[Material for the task — start]
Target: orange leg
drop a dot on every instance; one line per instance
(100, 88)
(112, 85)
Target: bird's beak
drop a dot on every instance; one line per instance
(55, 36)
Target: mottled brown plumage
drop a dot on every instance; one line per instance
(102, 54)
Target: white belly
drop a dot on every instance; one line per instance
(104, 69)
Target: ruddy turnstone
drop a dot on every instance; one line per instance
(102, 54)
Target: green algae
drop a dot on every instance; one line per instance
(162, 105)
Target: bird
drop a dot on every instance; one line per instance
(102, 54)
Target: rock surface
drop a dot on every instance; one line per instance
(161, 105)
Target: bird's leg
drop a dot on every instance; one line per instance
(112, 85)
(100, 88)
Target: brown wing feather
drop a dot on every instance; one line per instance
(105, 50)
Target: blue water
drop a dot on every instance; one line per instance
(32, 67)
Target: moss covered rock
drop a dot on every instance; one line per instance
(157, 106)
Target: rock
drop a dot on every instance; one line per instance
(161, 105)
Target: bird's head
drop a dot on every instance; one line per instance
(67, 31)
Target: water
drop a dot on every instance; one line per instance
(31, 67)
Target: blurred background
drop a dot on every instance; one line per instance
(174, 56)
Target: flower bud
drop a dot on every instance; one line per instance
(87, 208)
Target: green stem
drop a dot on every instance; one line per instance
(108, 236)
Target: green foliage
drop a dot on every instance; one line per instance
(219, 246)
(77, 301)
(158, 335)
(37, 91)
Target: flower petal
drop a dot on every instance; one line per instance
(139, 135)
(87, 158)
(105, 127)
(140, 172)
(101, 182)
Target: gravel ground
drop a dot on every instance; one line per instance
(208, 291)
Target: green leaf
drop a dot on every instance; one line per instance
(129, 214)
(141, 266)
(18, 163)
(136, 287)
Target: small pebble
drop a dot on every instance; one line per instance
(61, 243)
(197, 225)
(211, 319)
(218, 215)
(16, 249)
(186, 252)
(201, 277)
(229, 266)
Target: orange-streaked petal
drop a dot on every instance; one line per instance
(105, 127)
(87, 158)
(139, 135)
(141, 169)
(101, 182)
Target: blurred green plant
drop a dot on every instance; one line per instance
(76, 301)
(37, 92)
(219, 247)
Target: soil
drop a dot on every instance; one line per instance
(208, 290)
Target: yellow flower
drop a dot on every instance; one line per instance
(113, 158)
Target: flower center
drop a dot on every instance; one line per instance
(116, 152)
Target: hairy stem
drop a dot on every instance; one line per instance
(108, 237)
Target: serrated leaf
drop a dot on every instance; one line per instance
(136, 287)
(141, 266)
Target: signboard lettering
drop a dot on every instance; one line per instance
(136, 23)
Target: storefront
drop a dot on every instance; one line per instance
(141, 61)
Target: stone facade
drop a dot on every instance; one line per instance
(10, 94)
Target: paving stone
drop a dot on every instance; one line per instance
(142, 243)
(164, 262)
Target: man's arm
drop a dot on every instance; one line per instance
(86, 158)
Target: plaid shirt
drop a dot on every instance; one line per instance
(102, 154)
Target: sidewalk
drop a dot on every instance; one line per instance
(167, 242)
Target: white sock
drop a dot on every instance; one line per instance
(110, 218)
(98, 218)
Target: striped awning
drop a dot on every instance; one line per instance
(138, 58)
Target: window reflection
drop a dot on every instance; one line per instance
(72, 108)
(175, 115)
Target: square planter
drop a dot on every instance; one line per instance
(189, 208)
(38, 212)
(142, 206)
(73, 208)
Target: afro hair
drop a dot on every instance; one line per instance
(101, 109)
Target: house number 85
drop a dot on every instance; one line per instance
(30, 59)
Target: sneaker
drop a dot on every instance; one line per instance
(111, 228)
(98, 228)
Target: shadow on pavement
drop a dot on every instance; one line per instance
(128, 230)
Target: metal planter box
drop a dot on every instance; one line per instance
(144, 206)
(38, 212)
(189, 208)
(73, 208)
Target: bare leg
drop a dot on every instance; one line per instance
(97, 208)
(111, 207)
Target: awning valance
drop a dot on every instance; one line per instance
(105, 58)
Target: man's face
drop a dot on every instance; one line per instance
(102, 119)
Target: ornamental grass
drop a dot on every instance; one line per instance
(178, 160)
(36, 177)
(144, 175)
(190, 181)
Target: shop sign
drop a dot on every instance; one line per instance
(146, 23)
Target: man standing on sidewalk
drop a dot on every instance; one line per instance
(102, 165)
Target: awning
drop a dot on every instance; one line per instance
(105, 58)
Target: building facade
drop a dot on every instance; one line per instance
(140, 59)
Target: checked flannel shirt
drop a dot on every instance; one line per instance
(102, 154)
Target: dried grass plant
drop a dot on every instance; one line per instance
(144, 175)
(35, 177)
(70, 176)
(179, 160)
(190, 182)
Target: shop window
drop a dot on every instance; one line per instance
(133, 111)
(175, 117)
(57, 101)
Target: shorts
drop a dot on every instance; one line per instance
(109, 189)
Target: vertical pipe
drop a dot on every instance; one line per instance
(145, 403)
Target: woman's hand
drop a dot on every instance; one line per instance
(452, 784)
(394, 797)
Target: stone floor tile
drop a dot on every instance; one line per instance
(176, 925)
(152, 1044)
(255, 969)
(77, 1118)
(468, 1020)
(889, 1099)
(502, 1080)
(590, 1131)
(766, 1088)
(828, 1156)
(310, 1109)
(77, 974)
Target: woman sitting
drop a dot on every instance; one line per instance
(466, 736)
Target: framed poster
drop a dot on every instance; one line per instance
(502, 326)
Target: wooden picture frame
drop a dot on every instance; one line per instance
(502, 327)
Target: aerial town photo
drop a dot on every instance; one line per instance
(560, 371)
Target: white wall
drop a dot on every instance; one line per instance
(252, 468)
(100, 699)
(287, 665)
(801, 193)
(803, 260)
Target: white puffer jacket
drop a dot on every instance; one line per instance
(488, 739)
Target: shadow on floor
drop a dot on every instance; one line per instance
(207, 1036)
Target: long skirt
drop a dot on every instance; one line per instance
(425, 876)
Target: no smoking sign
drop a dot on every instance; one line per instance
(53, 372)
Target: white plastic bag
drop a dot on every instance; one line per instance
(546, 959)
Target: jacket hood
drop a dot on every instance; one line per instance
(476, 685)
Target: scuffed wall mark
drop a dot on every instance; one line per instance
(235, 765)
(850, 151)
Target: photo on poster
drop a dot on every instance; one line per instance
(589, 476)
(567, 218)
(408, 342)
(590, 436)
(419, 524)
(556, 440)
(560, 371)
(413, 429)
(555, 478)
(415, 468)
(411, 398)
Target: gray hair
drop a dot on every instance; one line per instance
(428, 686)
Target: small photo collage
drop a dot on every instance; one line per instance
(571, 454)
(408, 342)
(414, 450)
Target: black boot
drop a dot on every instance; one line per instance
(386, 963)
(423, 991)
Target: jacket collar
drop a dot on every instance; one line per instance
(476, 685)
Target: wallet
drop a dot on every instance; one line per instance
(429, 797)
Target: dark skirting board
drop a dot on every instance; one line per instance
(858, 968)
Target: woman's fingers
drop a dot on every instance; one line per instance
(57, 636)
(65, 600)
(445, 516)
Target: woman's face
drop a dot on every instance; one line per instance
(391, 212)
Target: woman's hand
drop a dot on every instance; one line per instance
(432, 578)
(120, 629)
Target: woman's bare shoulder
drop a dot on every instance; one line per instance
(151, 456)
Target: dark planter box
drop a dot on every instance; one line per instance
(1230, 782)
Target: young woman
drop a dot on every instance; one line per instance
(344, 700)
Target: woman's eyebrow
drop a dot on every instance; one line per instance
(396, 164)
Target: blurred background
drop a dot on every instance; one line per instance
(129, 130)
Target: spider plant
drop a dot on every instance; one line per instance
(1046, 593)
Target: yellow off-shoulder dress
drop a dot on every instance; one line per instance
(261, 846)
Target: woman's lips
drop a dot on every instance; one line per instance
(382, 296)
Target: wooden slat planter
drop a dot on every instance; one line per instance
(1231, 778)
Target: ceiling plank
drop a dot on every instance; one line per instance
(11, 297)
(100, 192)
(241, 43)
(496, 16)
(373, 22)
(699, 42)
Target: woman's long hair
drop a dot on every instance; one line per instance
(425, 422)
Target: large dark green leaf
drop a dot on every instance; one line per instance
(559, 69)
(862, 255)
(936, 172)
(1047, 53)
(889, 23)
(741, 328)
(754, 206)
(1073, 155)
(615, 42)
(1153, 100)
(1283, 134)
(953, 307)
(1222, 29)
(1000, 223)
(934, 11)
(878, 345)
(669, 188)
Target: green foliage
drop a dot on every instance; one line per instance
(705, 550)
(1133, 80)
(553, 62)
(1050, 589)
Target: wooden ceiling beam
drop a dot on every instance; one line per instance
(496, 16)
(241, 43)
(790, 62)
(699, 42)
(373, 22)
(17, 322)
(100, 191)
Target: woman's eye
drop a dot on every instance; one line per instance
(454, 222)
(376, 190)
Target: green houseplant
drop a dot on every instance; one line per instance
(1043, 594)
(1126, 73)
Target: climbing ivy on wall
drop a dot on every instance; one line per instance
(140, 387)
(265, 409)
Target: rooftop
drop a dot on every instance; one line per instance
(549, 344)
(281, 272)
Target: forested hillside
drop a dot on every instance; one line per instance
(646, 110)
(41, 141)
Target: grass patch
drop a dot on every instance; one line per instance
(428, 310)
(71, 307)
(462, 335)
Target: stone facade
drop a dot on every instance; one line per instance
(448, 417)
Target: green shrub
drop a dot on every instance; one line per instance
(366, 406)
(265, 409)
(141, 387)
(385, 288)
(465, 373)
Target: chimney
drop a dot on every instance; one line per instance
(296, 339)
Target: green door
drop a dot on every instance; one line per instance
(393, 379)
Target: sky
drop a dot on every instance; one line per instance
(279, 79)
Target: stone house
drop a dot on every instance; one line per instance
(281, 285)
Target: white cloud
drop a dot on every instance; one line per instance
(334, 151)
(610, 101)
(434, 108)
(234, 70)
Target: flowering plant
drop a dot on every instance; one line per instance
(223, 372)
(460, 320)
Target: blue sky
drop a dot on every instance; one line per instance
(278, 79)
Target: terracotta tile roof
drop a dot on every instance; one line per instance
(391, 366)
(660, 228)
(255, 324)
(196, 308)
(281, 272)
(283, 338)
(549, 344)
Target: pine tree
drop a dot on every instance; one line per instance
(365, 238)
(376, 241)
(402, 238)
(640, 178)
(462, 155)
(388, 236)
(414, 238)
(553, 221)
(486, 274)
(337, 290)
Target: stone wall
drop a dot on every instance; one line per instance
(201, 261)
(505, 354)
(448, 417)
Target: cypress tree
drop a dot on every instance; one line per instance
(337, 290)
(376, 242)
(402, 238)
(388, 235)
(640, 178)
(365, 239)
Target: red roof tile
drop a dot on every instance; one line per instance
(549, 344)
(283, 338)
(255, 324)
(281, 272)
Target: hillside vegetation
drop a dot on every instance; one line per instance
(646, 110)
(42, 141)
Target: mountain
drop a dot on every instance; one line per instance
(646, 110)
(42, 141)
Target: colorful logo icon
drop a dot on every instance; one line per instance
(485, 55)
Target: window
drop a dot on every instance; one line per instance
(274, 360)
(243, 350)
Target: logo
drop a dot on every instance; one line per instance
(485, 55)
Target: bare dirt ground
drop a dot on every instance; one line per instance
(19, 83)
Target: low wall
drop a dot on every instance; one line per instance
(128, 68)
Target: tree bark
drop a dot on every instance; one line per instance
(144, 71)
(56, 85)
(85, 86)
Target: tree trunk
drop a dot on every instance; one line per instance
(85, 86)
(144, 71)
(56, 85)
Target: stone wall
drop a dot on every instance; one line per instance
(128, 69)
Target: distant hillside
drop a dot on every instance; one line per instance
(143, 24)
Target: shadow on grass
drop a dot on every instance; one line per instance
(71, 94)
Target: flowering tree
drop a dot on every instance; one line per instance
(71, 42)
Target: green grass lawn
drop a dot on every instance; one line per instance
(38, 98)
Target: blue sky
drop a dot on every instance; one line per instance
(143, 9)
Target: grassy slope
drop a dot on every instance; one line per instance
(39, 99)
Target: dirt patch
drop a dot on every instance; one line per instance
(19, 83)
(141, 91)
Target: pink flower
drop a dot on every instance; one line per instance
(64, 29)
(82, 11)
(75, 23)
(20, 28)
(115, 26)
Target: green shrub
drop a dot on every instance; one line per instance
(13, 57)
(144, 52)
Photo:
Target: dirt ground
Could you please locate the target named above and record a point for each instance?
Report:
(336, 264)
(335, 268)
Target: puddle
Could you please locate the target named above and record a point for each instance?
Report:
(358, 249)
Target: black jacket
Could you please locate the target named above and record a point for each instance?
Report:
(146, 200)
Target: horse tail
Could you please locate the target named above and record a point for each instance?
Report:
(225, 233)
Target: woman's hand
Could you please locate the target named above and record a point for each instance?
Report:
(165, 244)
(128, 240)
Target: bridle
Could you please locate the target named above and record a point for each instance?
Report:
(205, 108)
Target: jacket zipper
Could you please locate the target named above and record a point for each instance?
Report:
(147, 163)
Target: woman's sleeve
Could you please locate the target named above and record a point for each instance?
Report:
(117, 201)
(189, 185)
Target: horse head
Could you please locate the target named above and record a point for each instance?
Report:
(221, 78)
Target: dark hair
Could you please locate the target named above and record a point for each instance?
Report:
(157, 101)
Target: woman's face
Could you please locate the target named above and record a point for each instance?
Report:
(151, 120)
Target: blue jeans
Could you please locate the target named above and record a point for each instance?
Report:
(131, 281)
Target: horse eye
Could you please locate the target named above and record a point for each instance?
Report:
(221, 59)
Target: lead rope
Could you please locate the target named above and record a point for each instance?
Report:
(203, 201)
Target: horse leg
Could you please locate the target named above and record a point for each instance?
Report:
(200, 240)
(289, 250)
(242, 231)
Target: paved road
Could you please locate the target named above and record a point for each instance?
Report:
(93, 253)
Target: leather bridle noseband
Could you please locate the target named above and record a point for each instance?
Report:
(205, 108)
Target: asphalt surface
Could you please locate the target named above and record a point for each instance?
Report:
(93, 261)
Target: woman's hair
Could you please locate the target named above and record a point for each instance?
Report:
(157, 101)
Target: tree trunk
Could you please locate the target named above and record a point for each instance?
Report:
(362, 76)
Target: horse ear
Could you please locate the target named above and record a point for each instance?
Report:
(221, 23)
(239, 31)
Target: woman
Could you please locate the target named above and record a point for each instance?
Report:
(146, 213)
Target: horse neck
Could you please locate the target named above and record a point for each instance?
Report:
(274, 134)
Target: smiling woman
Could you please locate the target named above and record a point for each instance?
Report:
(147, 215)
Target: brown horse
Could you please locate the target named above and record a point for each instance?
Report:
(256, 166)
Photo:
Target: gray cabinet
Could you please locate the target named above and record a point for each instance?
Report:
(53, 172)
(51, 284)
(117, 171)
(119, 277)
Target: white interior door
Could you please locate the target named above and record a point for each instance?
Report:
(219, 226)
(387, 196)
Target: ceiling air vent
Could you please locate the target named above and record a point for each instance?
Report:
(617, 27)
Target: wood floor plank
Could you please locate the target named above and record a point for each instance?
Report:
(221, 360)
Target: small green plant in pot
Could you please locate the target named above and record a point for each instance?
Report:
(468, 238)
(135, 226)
[Material for the task — finish]
§ **What is needed**
Please show every line of the entries above that contains the word "poster".

§ **Answer section**
Target: framed poster
Target: photo on poster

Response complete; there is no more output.